**SHORT PROBLEM:**
The output should consist solely of the line containing "Could you point out the stone pedestal" and the lines that follow it through the end of the data below.

···

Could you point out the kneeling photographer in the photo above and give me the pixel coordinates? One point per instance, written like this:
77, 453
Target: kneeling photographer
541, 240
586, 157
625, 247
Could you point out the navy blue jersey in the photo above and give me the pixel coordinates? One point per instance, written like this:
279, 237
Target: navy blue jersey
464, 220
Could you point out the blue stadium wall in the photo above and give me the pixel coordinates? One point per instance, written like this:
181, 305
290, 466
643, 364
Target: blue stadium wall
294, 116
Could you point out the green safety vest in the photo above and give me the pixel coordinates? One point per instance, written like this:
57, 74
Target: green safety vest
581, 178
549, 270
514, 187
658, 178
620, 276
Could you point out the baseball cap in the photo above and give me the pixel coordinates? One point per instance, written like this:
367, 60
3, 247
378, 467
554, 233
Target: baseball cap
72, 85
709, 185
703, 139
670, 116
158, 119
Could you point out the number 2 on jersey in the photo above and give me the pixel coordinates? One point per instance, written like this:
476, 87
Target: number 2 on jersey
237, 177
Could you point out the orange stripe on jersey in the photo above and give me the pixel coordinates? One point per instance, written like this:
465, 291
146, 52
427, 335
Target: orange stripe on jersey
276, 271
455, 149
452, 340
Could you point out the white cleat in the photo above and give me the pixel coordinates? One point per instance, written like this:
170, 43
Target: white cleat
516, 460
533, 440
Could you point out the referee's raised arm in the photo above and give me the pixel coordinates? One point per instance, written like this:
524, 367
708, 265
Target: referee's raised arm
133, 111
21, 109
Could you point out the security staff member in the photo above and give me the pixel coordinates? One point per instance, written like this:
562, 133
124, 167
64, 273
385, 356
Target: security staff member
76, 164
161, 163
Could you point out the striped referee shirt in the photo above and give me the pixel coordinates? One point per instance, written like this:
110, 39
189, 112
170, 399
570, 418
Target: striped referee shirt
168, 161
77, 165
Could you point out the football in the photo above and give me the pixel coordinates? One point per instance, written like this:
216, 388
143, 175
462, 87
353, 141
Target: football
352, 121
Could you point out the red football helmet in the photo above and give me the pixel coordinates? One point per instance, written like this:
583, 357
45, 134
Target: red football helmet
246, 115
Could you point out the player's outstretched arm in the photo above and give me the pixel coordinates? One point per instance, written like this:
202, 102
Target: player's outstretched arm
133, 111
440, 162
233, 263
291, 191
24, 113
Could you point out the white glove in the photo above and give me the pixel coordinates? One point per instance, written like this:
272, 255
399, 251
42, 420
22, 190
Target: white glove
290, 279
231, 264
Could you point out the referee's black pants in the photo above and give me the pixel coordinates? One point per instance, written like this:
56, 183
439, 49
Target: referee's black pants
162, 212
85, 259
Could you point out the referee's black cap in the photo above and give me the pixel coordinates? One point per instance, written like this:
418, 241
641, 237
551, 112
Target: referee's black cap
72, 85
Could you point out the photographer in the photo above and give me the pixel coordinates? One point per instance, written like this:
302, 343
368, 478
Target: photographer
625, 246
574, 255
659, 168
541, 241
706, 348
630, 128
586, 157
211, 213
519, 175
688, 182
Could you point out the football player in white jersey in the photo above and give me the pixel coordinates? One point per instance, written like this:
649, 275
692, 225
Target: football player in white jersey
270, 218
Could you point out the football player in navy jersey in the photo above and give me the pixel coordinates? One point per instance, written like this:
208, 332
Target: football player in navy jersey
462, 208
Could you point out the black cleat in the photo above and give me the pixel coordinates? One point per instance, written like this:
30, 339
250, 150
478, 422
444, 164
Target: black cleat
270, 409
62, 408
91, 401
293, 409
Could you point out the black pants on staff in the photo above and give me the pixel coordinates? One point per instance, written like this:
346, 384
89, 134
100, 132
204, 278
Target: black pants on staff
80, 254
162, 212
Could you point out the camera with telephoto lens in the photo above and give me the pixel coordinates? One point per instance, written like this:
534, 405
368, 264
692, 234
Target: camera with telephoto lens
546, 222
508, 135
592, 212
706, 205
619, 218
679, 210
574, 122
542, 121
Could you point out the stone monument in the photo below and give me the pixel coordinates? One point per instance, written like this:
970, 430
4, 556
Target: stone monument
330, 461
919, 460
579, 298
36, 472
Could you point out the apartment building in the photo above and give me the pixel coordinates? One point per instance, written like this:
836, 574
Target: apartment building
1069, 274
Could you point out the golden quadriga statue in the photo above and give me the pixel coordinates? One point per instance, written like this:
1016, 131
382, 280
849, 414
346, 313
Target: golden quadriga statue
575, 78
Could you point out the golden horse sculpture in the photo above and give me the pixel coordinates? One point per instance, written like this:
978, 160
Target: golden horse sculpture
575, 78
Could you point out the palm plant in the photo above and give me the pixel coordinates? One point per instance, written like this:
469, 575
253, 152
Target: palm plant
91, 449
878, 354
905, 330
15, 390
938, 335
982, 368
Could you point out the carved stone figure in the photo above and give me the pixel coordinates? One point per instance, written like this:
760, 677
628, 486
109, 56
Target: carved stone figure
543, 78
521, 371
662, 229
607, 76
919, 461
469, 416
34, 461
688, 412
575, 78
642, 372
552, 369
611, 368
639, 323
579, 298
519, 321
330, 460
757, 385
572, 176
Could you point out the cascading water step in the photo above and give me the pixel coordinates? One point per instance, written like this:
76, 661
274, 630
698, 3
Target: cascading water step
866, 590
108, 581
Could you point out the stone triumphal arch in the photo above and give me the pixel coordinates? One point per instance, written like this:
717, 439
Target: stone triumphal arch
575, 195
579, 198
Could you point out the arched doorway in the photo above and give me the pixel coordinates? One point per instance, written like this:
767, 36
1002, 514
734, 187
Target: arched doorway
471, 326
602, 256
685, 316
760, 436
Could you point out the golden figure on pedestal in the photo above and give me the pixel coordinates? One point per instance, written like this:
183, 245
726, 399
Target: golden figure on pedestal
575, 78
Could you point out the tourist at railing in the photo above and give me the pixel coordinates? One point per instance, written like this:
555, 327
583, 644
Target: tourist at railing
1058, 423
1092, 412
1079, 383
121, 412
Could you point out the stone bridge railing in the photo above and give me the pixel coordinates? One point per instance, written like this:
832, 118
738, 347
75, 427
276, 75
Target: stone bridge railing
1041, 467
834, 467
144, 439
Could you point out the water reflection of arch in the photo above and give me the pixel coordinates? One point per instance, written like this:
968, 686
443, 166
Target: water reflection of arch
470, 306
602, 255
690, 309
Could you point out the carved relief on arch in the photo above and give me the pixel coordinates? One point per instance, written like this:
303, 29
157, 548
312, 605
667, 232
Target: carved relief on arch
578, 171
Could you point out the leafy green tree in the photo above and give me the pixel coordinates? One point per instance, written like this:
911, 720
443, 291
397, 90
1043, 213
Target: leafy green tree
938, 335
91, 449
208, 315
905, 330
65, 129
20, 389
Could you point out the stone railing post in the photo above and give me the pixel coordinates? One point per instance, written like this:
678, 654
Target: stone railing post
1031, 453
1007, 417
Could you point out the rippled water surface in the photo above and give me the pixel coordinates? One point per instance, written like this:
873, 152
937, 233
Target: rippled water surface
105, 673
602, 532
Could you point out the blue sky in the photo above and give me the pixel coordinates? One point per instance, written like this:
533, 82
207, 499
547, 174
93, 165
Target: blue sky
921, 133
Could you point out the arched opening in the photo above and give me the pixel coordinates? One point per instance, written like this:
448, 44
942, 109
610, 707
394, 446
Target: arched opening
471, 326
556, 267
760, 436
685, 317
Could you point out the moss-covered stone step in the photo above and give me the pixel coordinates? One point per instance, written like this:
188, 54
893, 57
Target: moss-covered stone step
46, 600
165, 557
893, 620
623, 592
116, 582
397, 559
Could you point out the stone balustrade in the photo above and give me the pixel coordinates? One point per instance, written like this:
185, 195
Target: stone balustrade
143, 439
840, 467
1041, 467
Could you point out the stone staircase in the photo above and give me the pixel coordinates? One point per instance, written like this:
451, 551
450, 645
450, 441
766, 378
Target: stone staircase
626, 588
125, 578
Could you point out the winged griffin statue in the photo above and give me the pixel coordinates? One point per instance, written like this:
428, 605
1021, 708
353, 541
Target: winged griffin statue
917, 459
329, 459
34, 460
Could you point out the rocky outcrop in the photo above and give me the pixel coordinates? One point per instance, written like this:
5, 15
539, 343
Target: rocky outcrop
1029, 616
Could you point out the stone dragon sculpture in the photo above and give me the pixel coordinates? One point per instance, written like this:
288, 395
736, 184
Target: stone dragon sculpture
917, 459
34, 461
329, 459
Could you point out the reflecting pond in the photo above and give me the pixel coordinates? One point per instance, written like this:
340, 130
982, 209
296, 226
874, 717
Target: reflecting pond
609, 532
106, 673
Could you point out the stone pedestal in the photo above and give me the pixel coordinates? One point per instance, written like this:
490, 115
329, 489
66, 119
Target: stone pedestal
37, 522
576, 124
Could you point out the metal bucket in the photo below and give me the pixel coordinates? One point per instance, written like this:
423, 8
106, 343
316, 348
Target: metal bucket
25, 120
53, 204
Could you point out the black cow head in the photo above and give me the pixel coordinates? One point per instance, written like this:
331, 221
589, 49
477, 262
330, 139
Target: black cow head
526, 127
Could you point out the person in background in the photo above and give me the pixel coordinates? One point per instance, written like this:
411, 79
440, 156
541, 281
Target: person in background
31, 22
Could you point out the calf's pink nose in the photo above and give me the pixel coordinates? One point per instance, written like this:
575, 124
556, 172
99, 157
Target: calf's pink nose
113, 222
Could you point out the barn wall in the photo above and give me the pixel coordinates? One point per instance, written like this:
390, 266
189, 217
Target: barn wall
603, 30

···

**RESPONSE:**
Could you point out the stone pedestal in the photo above and give me the pixel coordinates? One point per instance, written like this:
490, 115
329, 489
66, 119
Target: stone pedestal
37, 522
576, 124
Could you point out the metal bucket in the photo below and give me the pixel coordinates? One point per instance, written like this:
423, 8
106, 343
316, 348
Target: metal bucket
25, 120
53, 204
Could you point out the black cow head in the photo above and give me the pixel coordinates? One point per instance, written like this:
331, 221
589, 49
477, 262
330, 139
Target: black cow head
526, 127
Could you point out the person in background in the photo above and give me the pixel coordinates? One point per instance, written like this:
411, 79
440, 156
541, 281
Target: person in background
31, 22
Could you point out the calf's pink nose in the photo above and give me the pixel coordinates? One point per instance, written like this:
575, 124
556, 172
99, 157
Target: calf's pink nose
113, 222
Could you point out the barn wall in the photo above and give me the pixel coordinates? One point per instance, written like this:
390, 266
189, 217
Target: barn wall
603, 30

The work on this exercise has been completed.